**Условия задания:**
**1)** Перепишите без изменений фрагмент отрывка о Мельникове от слов «В отличие от» до слов «честь нашего зодчего885.» включительно.
**2)** Ответьте по отрывку о Мельникове: на сколько такси был рассчитан многоэтажный гараж, который он спроектировал по заказу Парижской мэрии?

== Отрывок

На маленьком узком участке (1129,5 м) Мельников построил стеклянный павильон, исполненный «чистых линий и благородства форм», воздуха и света. «„Это единственный павильон на выставке, который стоит смотреть“, — сказали архитектор Корбюзье-Сенье, художник Леже, поэт Мак-Орлан»883. Эренбург в повести «Лето 1925 года» приводит услышанную на Елисейских полях случайную реплику девушки: «На выставке мне больше всего нравится советский павильон. Это — дерзко и это наш век, как джаз-банд или футбол…»884.
В отличие от большинства отечественных коллег французы поняли, признали и по достоинству оценили талант Мельникова: по заказу Парижской мэрии он спроектировал многоэтажный гараж на тысячу такси. После закрытия выставки в 1926 году они не только перенесли павильон на авеню Матюрена Моро, но и переименовали улицу в честь нашего зодчего885.
Отметим, что отношение коллег к Мельникову лишь частный случай общей тенденции. Не менее напряженными были отношения между созданной в 1923 году Ассоциацией новых архитекторов (АСНОВА)886 и Объединением современных архитекторов (ОСА, 1925)887: «между АСНОВА и ОСА шла острая полемическая борьба. ОСА критиковала АСНОВА за формализм. В то же время АСНОВА критиковала ОСА за недооценку архитектурной формы, за то что „их русский функционализм — отражение западной архитектуры, идеологически и генетически чуждой нашей архитектуре“. ‹...›. Общее, что объединяло эти организации „новой архитектуры“ — это борьба против эклектики и одновременно отрицание прогрессивного значения классического наследия для современной архитектуры»888.
Анализируя современный ему художественный процесс, Н. Пунин в 1923 году писал: «Нет единства формы, нет „направления“, а есть художники»889. Добавим, что в первые послереволюционные годы сами художники, как, впрочем, и писатели, и архитекторы, и т. д., по традиции предпочитали объединяться, «сбиваться в стаю».

====
== Записанные данные

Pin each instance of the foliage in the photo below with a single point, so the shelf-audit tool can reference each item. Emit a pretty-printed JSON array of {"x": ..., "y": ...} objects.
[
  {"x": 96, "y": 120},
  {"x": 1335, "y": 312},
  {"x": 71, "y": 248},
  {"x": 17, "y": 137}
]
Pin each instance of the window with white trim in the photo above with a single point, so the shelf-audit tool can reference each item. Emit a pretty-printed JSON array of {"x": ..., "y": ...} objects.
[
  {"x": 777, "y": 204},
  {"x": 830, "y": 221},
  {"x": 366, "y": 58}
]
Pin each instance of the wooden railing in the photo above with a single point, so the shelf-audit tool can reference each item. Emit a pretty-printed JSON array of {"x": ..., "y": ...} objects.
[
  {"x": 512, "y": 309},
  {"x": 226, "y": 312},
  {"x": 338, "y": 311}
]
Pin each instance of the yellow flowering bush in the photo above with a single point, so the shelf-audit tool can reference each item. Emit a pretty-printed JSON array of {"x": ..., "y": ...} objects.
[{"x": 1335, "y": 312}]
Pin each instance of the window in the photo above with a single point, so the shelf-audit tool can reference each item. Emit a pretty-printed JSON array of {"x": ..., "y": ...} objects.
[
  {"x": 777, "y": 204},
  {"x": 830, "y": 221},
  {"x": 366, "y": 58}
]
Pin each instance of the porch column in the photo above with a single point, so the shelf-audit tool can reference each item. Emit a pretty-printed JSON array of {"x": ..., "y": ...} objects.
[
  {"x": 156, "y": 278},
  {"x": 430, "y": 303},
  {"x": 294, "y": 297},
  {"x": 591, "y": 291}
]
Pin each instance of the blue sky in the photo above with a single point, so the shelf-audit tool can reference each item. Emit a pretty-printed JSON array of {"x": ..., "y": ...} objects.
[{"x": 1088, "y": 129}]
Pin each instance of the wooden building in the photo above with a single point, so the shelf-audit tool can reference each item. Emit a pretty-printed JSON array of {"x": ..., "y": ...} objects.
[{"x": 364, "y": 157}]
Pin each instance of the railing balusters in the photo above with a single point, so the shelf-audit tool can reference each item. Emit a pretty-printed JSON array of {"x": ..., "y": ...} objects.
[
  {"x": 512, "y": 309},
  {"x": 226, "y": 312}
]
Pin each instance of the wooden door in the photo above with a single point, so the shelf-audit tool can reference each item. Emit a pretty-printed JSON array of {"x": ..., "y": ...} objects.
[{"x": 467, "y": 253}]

====

**Итоговые ответы:**
**1)**
В отличие от большинства отечественных коллег французы поняли, признали и по достоинству оценили талант Мельникова: по заказу Парижской мэрии он спроектировал многоэтажный гараж на тысячу такси. После закрытия выставки в 1926 году они не только перенесли павильон на авеню Матюрена Моро, но и переименовали улицу в честь нашего зодчего885.

**2)** На тысячу такси.